Start of PROVIDED DATA

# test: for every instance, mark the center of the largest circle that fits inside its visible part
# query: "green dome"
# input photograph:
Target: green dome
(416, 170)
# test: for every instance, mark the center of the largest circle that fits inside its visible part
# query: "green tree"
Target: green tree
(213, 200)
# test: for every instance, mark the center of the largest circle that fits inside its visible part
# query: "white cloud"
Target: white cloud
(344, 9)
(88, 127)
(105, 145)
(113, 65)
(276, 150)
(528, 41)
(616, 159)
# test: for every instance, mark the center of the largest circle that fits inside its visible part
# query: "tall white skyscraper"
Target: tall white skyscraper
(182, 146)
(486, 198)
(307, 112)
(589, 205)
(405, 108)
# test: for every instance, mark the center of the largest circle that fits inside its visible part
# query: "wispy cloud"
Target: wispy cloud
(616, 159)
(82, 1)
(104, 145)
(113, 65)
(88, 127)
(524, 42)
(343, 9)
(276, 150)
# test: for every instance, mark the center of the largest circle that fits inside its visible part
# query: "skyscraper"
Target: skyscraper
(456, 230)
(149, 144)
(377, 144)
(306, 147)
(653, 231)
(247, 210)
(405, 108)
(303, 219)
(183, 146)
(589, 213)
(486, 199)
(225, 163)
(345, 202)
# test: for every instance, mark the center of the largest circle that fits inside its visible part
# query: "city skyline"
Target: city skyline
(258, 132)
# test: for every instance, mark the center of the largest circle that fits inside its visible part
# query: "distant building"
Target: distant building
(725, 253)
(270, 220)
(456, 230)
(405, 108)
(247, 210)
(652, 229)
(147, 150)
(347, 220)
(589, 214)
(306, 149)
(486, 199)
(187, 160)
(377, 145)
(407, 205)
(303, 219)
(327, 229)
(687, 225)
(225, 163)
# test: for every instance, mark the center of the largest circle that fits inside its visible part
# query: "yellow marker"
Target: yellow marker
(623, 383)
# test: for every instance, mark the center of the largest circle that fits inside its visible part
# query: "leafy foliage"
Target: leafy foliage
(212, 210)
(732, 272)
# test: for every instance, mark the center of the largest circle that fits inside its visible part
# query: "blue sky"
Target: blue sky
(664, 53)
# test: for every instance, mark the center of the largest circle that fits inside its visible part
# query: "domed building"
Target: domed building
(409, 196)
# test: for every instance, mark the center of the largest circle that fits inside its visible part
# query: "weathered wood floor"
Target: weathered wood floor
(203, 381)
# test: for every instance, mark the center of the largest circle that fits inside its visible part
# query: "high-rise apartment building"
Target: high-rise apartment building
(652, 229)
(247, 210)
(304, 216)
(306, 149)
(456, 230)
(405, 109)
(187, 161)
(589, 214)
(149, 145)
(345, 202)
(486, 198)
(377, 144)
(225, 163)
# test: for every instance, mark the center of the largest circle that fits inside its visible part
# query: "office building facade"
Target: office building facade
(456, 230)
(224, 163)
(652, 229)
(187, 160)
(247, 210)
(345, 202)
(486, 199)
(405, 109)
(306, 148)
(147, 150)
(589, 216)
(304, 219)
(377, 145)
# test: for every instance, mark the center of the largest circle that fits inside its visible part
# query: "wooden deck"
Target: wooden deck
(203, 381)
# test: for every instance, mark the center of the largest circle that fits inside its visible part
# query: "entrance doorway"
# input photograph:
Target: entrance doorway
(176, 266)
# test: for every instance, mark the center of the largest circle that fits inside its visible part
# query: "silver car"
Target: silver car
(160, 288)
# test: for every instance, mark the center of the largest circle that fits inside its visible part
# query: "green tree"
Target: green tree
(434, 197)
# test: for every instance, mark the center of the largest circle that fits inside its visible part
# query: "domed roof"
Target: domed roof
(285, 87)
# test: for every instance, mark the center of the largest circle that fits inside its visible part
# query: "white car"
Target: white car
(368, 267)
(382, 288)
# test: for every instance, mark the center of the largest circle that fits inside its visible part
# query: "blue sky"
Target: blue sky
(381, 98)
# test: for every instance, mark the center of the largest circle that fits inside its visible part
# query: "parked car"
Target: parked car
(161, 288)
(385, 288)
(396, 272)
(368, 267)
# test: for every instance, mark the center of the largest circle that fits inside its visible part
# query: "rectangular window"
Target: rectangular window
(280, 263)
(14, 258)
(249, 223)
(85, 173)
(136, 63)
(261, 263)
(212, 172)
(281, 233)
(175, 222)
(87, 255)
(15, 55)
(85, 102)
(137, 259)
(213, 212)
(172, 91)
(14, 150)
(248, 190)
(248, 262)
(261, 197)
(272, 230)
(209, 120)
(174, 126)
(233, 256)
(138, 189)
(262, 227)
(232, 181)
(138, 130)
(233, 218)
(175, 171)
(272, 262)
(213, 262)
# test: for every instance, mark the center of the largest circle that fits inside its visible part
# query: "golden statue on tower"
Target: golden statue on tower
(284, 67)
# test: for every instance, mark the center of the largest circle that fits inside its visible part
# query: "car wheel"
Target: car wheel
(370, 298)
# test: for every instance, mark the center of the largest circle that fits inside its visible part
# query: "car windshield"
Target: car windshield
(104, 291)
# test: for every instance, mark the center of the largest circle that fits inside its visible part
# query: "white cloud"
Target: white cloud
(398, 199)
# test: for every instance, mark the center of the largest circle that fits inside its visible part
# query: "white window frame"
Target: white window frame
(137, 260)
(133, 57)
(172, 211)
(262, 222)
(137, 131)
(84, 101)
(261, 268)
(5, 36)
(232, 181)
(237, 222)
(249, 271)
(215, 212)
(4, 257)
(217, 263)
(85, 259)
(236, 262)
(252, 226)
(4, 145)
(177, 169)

End of PROVIDED DATA

Each record above should be returned exactly as written.

# test: for every instance, mark the center of the largest circle that fits inside its visible part
# query: "green dome"
# input photograph:
Target: green dome
(416, 170)
# test: for every instance, mark the center of the largest circle that fits inside its visible part
# query: "green tree"
Target: green tree
(213, 200)
# test: for every instance, mark the center of the largest circle that fits inside its visible part
# query: "white cloud"
Target: white cloud
(344, 9)
(88, 127)
(105, 145)
(113, 65)
(276, 150)
(528, 41)
(616, 159)
# test: for every instance, mark the center of the largest circle that fits inside its visible part
# query: "tall white skyscraper"
Target: tall white skyscraper
(182, 146)
(486, 198)
(307, 112)
(589, 205)
(405, 108)
# test: for every instance, mark the center of the largest circle that fits inside its visible part
# query: "wispy cloud"
Target: wispy cloud
(616, 159)
(82, 1)
(104, 145)
(113, 65)
(88, 127)
(524, 42)
(343, 9)
(276, 150)
# test: for every instance, mark the center of the largest circle that fits inside its visible part
# query: "skyscraper"
Target: skyscraper
(456, 230)
(149, 144)
(377, 144)
(306, 147)
(653, 231)
(247, 210)
(405, 108)
(303, 219)
(183, 146)
(589, 213)
(486, 199)
(225, 163)
(345, 202)
# test: for every instance, mark the center of the largest circle that fits inside its visible part
# query: "city skyline"
Target: city skyline
(258, 132)
# test: for every instance, mark the center of the largest circle that fits inside its visible part
# query: "distant building"
Target: distant building
(725, 253)
(270, 220)
(456, 230)
(405, 108)
(247, 210)
(652, 229)
(147, 150)
(347, 220)
(589, 214)
(306, 149)
(486, 199)
(187, 160)
(377, 145)
(407, 205)
(303, 219)
(327, 229)
(687, 225)
(225, 163)
# test: for every instance, mark the center of the largest circle that fits inside its visible part
# query: "yellow marker"
Target: yellow marker
(623, 383)
# test: for every instance, mark the center of the largest circle that fits inside its visible part
# query: "leafy foliage"
Target: leafy foliage
(212, 210)
(732, 272)
# test: for every instance, mark the center of the largest circle that fits inside its visible part
# query: "blue sky"
Target: blue sky
(664, 53)
# test: for every instance, mark the center of the largest circle that fits inside its visible part
# query: "domed building"
Target: domed building
(409, 196)
# test: for every instance, mark the center of the largest circle that fits inside its visible part
# query: "weathered wood floor"
Target: weathered wood floor
(203, 381)
# test: for every instance, mark the center of the largest circle that fits inside its visible part
# query: "high-rise apartment building"
Target: high-rise apartment building
(652, 229)
(247, 210)
(304, 216)
(306, 149)
(456, 230)
(405, 109)
(187, 161)
(589, 214)
(149, 145)
(345, 202)
(486, 198)
(377, 144)
(225, 163)
# test: for every instance, mark the center of the largest circle that fits inside its visible part
# query: "office building facade"
Target: office building facade
(456, 230)
(224, 163)
(652, 229)
(187, 160)
(247, 210)
(345, 202)
(486, 199)
(405, 109)
(306, 148)
(147, 150)
(589, 216)
(304, 219)
(377, 145)
# test: for every instance, mark the center of the largest circle that fits inside its visible part
# query: "wooden deck"
Target: wooden deck
(203, 381)
# test: for every instance, mark the center of the largest circle that fits inside its visible part
# query: "entrance doorway"
# input photograph:
Target: entrance doorway
(176, 266)
# test: for every instance, mark the center of the largest circle that fits inside its visible part
# query: "silver car"
Target: silver car
(160, 288)
# test: for every instance, mark the center of the largest circle that fits inside its visible part
# query: "green tree"
Target: green tree
(434, 197)
# test: for every instance, mark the center of the largest circle that fits inside its visible part
# query: "domed roof"
Target: domed roof
(285, 87)
# test: for every instance, mark the center of the largest circle that fits inside its visible part
# query: "white car"
Target: white car
(368, 267)
(382, 288)
# test: for every instance, mark the center of the largest circle that fits inside its visible part
# query: "blue sky"
Target: blue sky
(381, 98)
# test: for every instance, mark the center of the largest circle that fits inside its visible part
# query: "parked car"
Target: parked car
(161, 288)
(385, 288)
(396, 272)
(368, 267)
# test: for every instance, mark the center of the largest circle that fits inside its visible part
# query: "rectangular window"
Target: rectangular window
(280, 263)
(14, 258)
(249, 223)
(85, 173)
(136, 63)
(261, 263)
(212, 172)
(281, 233)
(175, 222)
(87, 255)
(15, 55)
(85, 102)
(137, 259)
(213, 212)
(172, 91)
(14, 150)
(248, 190)
(248, 262)
(261, 197)
(272, 230)
(209, 120)
(174, 126)
(233, 256)
(138, 189)
(262, 227)
(232, 181)
(138, 130)
(233, 218)
(175, 171)
(272, 262)
(213, 262)
# test: for every instance, mark the center of the largest circle that fits inside its visible part
# query: "golden statue on tower"
Target: golden statue on tower
(284, 67)
# test: for every instance, mark the center of the largest circle that fits inside its visible part
# query: "car wheel"
Target: car wheel
(370, 298)
# test: for every instance, mark the center of the largest circle that fits inside its visible part
# query: "car windshield"
Target: car windshield
(104, 291)
# test: for every instance, mark the center of the largest circle that fits inside its visible part
# query: "white cloud"
Target: white cloud
(398, 199)
# test: for every instance, mark the center of the largest circle that fits inside its visible part
# query: "white window frame"
Target: white window frame
(137, 260)
(133, 57)
(172, 211)
(262, 222)
(137, 131)
(84, 101)
(261, 268)
(5, 36)
(232, 181)
(237, 222)
(249, 271)
(215, 212)
(4, 257)
(217, 263)
(85, 259)
(236, 262)
(252, 226)
(4, 145)
(177, 169)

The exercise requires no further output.